WHAT IS EXPECTED
From the page below on bursting HPC Pack clusters to Azure Batch, extract verbatim the stretch from "Prerequisites" through "in HPC Pack 2012 R2 Update 3.".
**** EXTRACTED TEXT
Dela via


Burst to Azure Batch with Microsoft HPC Pack

This topic contains information about extending your HPC Pack cluster to include Azure Batch pools as compute resources. Using these Azure Batch pools, you can increase ("burst") the capacity of your HPC cluster on-demand. See the Azure.com documentation for more about the Azure Batch service.

In this topic:

Prerequisites

  • HPC Pack cluster - You must create and configure at least the head node of a cluster. The burst to Batch feature is available starting in HPC Pack 2012 R2 Update 3.

  • Azure subscription - If you don't already have a subscription, sign up for a free trial, use MSDN subscriber benefits, or explore other purchase options.

Step 1: Create Azure Batch account

  • Azure Batch account- See Create and manage an Azure Batch account to create a Batch account in the Azure portal.. You'll need the following account information (available in the portal) to burst to Batch from HPC Pack 2012 R2 Update 3.
********
**** DATA ROWS
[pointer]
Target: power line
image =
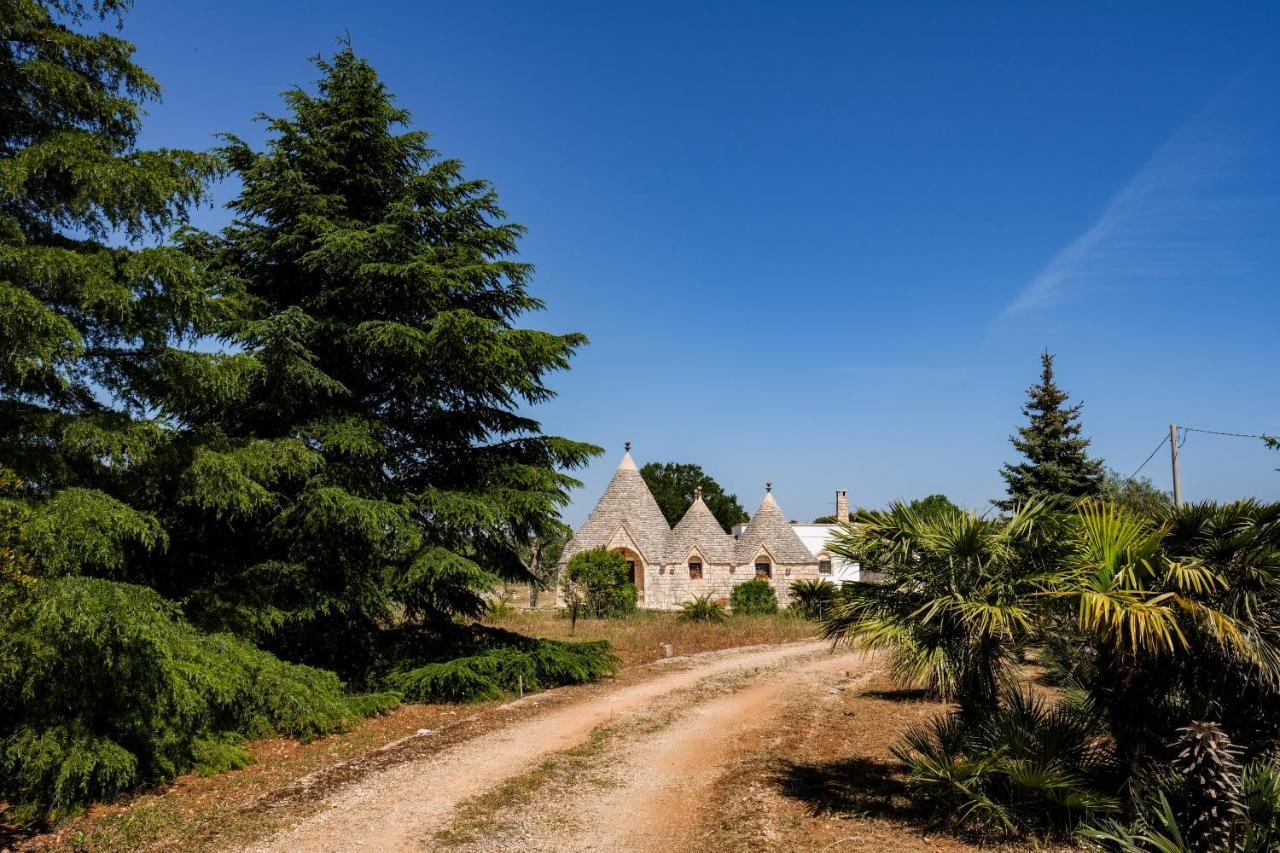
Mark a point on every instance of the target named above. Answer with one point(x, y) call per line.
point(1217, 432)
point(1150, 457)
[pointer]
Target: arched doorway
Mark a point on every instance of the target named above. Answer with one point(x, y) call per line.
point(636, 569)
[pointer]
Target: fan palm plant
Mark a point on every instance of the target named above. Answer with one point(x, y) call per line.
point(956, 600)
point(1147, 619)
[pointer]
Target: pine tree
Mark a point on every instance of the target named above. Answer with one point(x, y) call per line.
point(1056, 464)
point(91, 301)
point(673, 486)
point(374, 463)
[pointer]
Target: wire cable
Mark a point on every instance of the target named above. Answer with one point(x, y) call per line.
point(1150, 457)
point(1217, 432)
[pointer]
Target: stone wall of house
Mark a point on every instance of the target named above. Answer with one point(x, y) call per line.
point(670, 587)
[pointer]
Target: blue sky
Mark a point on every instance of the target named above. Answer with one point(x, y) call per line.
point(824, 243)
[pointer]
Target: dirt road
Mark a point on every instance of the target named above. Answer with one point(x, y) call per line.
point(616, 771)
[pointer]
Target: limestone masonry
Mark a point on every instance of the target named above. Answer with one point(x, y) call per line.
point(696, 557)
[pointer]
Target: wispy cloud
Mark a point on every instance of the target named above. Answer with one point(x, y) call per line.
point(1175, 218)
point(903, 373)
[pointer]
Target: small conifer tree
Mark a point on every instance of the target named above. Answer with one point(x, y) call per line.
point(1057, 463)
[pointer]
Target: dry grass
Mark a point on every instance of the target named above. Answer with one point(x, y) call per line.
point(201, 813)
point(639, 638)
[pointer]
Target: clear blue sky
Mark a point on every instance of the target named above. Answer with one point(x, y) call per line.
point(824, 243)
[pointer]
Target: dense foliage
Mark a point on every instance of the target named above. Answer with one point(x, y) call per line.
point(754, 597)
point(368, 460)
point(597, 584)
point(1052, 442)
point(484, 664)
point(1161, 632)
point(104, 688)
point(703, 609)
point(337, 486)
point(673, 486)
point(955, 603)
point(1136, 493)
point(814, 598)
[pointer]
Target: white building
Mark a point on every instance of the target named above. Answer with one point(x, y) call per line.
point(696, 557)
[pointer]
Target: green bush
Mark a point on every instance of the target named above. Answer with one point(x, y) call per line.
point(105, 688)
point(492, 673)
point(1027, 766)
point(703, 609)
point(814, 598)
point(597, 584)
point(754, 597)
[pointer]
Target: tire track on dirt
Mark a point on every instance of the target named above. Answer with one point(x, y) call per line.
point(397, 807)
point(643, 789)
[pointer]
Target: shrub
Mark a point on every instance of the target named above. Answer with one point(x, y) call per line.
point(814, 598)
point(493, 673)
point(1028, 765)
point(703, 609)
point(597, 584)
point(105, 688)
point(498, 609)
point(754, 597)
point(1165, 824)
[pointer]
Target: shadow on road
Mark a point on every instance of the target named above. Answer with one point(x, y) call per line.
point(854, 785)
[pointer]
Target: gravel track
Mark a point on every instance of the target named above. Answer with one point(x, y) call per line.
point(403, 806)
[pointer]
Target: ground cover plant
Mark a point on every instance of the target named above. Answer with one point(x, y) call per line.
point(1159, 632)
point(597, 584)
point(639, 638)
point(753, 597)
point(814, 598)
point(232, 536)
point(703, 609)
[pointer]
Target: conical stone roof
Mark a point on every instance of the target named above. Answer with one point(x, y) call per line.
point(768, 527)
point(700, 529)
point(625, 503)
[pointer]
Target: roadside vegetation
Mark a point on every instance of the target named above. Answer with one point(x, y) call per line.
point(1152, 629)
point(255, 482)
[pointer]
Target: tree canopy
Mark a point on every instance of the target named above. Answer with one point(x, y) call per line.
point(371, 454)
point(673, 484)
point(1054, 446)
point(334, 484)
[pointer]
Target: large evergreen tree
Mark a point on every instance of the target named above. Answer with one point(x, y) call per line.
point(673, 484)
point(374, 460)
point(91, 302)
point(1057, 463)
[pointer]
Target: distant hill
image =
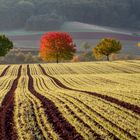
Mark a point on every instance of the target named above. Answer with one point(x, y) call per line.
point(50, 14)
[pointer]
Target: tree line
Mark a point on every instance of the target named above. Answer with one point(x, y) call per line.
point(37, 15)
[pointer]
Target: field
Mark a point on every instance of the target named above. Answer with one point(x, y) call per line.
point(70, 101)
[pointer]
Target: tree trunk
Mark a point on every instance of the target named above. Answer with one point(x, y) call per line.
point(107, 57)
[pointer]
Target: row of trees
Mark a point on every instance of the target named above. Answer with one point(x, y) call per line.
point(59, 46)
point(28, 14)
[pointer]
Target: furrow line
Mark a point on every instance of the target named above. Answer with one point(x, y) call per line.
point(7, 127)
point(61, 126)
point(133, 108)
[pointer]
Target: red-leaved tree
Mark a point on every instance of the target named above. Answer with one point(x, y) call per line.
point(57, 46)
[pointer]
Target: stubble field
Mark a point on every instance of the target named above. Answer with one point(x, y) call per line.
point(70, 101)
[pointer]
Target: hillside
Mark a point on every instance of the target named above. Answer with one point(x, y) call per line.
point(50, 14)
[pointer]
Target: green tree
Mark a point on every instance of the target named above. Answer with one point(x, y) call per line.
point(5, 45)
point(106, 47)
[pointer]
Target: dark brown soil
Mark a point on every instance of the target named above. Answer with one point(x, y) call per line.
point(65, 130)
point(133, 108)
point(7, 127)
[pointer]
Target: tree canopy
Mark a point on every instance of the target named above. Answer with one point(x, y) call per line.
point(57, 46)
point(106, 47)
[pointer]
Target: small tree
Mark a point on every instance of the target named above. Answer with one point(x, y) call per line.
point(57, 46)
point(106, 47)
point(5, 45)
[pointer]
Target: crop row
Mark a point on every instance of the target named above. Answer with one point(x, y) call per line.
point(70, 101)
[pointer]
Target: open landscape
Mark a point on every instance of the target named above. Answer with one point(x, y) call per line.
point(69, 69)
point(70, 101)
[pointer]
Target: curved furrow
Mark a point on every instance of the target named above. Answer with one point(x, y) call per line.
point(94, 112)
point(61, 126)
point(126, 105)
point(7, 130)
point(102, 117)
point(4, 71)
point(77, 117)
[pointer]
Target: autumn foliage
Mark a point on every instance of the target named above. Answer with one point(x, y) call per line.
point(106, 47)
point(57, 46)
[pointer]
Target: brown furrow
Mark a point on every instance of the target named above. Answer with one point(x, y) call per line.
point(133, 108)
point(4, 71)
point(7, 127)
point(65, 130)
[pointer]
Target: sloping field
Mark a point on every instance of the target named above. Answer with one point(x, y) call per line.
point(70, 101)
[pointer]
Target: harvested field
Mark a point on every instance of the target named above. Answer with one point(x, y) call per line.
point(70, 101)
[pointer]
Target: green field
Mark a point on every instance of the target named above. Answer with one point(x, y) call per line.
point(70, 101)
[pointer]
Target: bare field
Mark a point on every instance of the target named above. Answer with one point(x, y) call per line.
point(70, 101)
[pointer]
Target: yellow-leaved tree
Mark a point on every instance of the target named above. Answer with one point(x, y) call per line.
point(106, 47)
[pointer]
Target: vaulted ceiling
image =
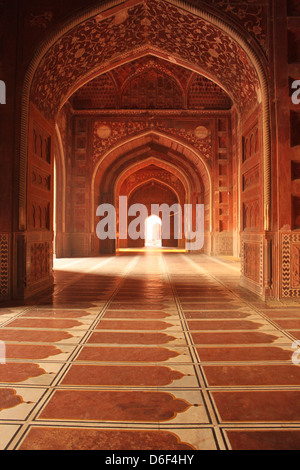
********
CORRECT RESULT
Prerequisites

  • HPC Pack cluster - You must create and configure at least the head node of a cluster. The burst to Batch feature is available starting in HPC Pack 2012 R2 Update 3.